Exercise set ->
1. Copy the part of the advice column on false abuse accusations that begins at the words "In case you" and ends after "would go away.".
2. Pick up the advice column about false accusations of abuse from where it stops and continue it.
— START Extract to read —
Falsely Accused of Abuse

Dear Readers:

Yesterday I posted a very troubling question from a man who, during his highly contentious divorce, is being falsely accused of child abuse.

In case you missed it I’ll run it again:

Dear Robin:

I am going through what is best described as pure hell. My wife filed for a divorce and when I didn’t bend over immediately and agree to all her demands, things got ugly.

As I type these words to you I still cannot believe this is happening to me. She and her lawyer have recently accused me of physically and sexually assaulting my daughter. Words cannot describe the horror of these accusations which are absolutely false.

My wife hinted that her lawyer is an “expert” in these tactics and if I would just agree to their proposal all this would go away.

I am now being investigated by the police and the state and I know they will find nothing because I have done nothing wrong but in the meantime it is all I can think about. My girlfriend is an attorney and she suggests suing my wife once all this is over for the false claims, defamation, and whatever else we can think of.

What would you do? And do you think I need a criminal defense lawyer?

Accused

Because of the serious nature of this letter and the numerous possible legal issues, I am gathering more information and will respond as soon as possible.  In the meantime, I have a couple updates:

First, someone emailed me and asked,

“How do you know this guy is being falsely accused?  Maybe he is abusing his daughter, in which case you are on the wrong side here!”
— END Extract to read —
— START Recorded information —
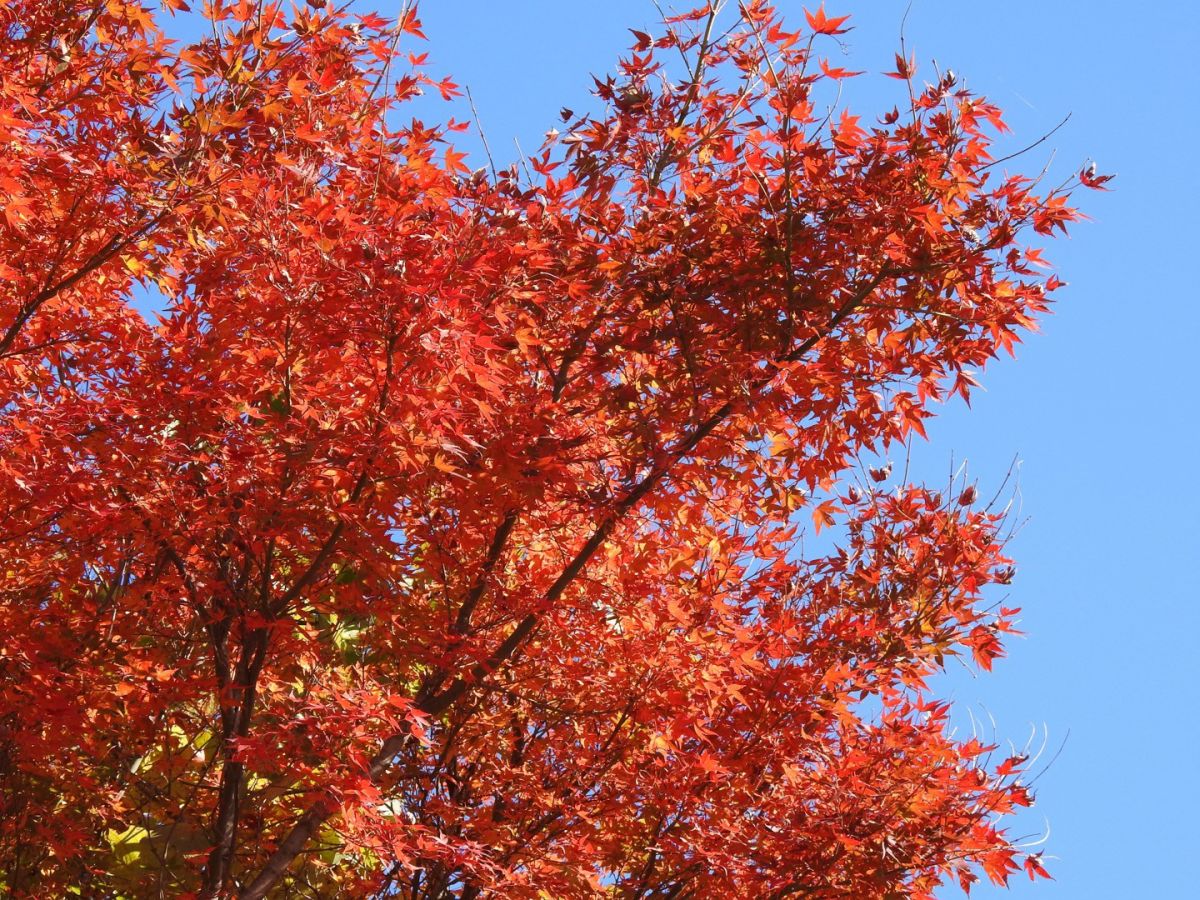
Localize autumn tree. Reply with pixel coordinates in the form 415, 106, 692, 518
0, 0, 1104, 899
— END Recorded information —
Results ->
1.
In case you missed it I’ll run it again:

Dear Robin:

I am going through what is best described as pure hell. My wife filed for a divorce and when I didn’t bend over immediately and agree to all her demands, things got ugly.

As I type these words to you I still cannot believe this is happening to me. She and her lawyer have recently accused me of physically and sexually assaulting my daughter. Words cannot describe the horror of these accusations which are absolutely false.

My wife hinted that her lawyer is an “expert” in these tactics and if I would just agree to their proposal all this would go away.

2.
This is a very good question that reaches beyond this letter in particular to all the questions I receive.

How do I Know “Accused” is Innocent?

I don’t.  

But that’s not my job.

My job is to engage with a letter-writer as deeply as I can via emails and phone calls (or in-person when they live here) to make a determination on whether they are being truthful with me.  

I have an extremely sensitive bullshit detector and people who know me will attest I can sniff out the truth faster than The Divorce Lawyer Who Shall Not Be Named can sniff out a looming inheritance, a Grey Goose martini, and a greasy pork sandwich.

There are certain aspects of this situation I cannot share because Accused does not want me to, but I can tell you the evidence of his innocence is overwhelming and the only evidence of his guilt isn’t evidence at all – it’s simply his angry wife’s accusation.

Assumption of Veracity

From a larger perspective, I have to assume letter-writers are being truthful with me unless and until I see indications to the contrary.  

I’m not Wonder Woman and I have no Lasso of Truth, although I’d pay a pretty penny for one.

 Unknown-4

In the end, it doesn’t really matter.  If a subject is worth examination I’ll examine it.

For example, regardless of whether Accused is innocent, I know false allegations of abuse happen in divorce.  I know because I’ve seen documentation proving as much – plenty of it.  I know lawyers who specialize in this most mercenary mendacity. 

Therefore, this is a good question for us to consider.

Second, I received several emails with suggestions on how Accused should handle this problem.  I want to encourage all of you to continue sharing your messages with me either privately (robin@robindescamp.com) or you can leave a comment.

I hope to have this question answered very soon.  Thank you for your patronage!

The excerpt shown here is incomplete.